EXERCISE REQUIREMENTS: Lines to restate from the data below: from the one containing "Target: nose" to the one containing "Target: banana stem", both included. Give them again exactly, and only them.

RECORD EXTRACTS:
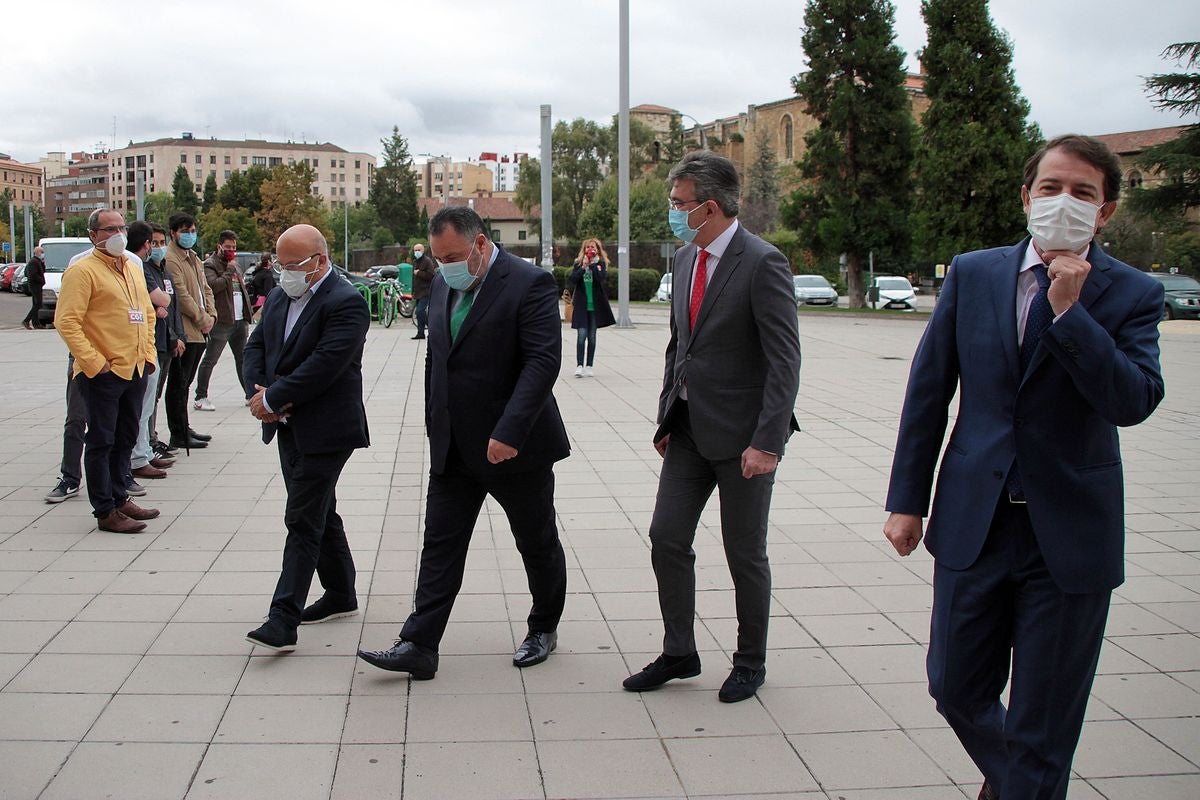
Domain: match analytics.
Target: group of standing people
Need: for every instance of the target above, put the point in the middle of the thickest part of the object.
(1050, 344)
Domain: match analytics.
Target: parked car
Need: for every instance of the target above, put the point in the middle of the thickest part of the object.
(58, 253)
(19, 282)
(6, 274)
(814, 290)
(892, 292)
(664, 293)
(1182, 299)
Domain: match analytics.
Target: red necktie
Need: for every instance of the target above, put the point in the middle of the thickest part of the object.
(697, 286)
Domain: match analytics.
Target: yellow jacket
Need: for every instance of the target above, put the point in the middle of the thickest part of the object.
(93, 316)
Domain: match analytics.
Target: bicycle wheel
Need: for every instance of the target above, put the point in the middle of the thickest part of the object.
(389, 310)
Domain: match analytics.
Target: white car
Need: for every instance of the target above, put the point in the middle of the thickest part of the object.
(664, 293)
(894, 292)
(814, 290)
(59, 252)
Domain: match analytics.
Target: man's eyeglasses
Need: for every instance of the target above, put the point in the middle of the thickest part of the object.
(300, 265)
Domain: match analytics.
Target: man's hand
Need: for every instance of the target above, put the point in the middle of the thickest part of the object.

---

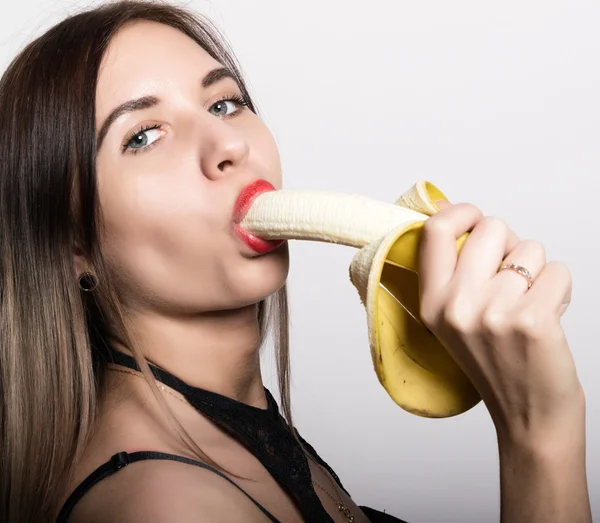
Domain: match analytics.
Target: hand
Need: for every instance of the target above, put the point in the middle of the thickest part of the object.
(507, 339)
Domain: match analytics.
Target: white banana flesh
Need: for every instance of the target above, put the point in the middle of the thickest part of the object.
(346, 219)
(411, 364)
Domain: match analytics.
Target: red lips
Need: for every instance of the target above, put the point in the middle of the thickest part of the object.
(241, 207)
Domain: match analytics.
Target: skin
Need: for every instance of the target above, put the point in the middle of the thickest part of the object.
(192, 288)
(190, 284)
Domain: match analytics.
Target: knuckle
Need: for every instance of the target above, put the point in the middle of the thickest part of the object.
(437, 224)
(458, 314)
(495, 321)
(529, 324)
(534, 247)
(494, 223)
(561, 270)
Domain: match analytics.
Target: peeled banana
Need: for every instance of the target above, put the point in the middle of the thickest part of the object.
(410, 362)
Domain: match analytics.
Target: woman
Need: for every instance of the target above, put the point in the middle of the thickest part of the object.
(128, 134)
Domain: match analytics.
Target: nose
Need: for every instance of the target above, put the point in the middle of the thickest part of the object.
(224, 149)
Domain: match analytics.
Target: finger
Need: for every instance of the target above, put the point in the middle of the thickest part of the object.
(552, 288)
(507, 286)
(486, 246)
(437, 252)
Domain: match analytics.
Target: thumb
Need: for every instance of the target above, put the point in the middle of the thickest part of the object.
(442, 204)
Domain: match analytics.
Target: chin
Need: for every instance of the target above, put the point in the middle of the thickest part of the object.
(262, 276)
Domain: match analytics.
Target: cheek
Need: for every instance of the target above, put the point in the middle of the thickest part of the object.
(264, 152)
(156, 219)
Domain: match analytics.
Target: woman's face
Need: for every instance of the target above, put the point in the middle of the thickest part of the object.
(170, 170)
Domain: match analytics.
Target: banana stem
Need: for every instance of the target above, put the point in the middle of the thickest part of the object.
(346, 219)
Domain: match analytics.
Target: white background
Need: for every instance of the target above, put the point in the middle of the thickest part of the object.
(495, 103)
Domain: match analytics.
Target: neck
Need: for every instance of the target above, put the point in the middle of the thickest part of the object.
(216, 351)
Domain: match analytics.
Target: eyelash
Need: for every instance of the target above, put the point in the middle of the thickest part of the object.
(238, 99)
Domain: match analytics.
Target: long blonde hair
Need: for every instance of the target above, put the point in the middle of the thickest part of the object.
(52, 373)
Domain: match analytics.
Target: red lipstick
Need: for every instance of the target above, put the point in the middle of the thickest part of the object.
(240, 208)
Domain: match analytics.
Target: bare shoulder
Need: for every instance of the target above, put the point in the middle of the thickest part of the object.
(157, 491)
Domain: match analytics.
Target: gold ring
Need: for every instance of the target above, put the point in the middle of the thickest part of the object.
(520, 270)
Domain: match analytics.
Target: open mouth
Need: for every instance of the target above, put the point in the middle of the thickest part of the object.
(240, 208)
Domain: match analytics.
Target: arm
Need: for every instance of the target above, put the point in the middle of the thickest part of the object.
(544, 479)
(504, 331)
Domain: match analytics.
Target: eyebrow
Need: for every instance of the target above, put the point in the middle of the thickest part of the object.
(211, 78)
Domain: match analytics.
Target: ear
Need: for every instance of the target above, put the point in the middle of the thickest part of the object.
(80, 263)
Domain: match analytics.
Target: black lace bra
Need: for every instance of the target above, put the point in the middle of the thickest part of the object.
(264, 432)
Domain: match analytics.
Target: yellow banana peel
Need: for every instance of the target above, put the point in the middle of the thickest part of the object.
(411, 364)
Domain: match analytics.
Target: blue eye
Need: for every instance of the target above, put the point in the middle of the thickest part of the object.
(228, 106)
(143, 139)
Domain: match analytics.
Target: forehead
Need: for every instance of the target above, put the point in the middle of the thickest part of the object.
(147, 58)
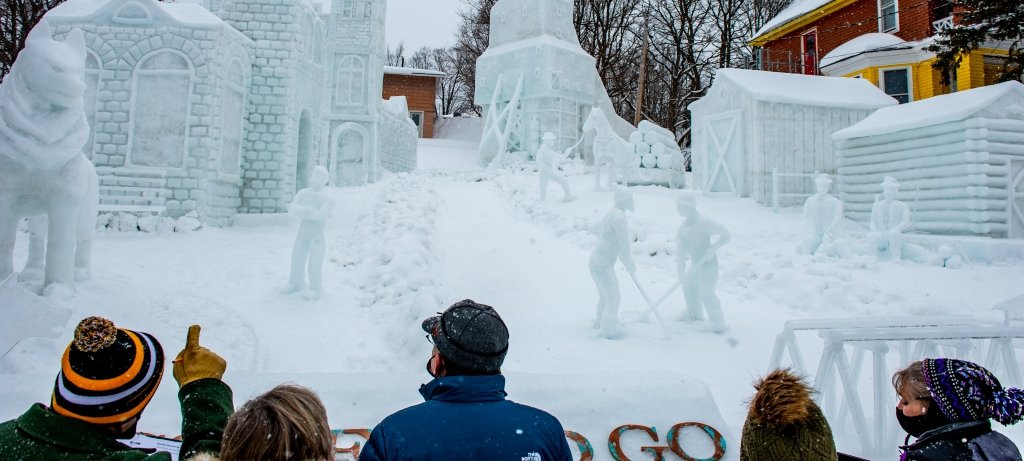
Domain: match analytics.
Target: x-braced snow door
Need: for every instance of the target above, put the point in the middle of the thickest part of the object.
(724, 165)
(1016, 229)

EXERCISE ANSWER:
Target: nose
Need: for every instance of the target above, put the point in the middle of the thickest part of the object.
(224, 149)
Domain: match analytics.
Target: finger
Need: for every instance of the target above, put the point in the middle of the thickest part of the object.
(552, 288)
(507, 286)
(486, 246)
(437, 252)
Domain: match analytics.
Target: thumb
Need: for every instance of the target above, put the point in the middle of the thickest part of the object.
(442, 204)
Domain: match analytics.
Target: chin
Need: for every instance of the target above, put the point in the middle of the thickest part of the object.
(262, 276)
Domain: match analytics.
Target: cheek
Need: for every instance of the target above, put the point in the middle of the thickest part of the object.
(264, 152)
(156, 219)
Domain: match analytics.
Target: woman's face
Need: for every instance of the target above, put the point in the middle of the thickest part of the object.
(170, 170)
Domain: match analytics.
Target: banana stem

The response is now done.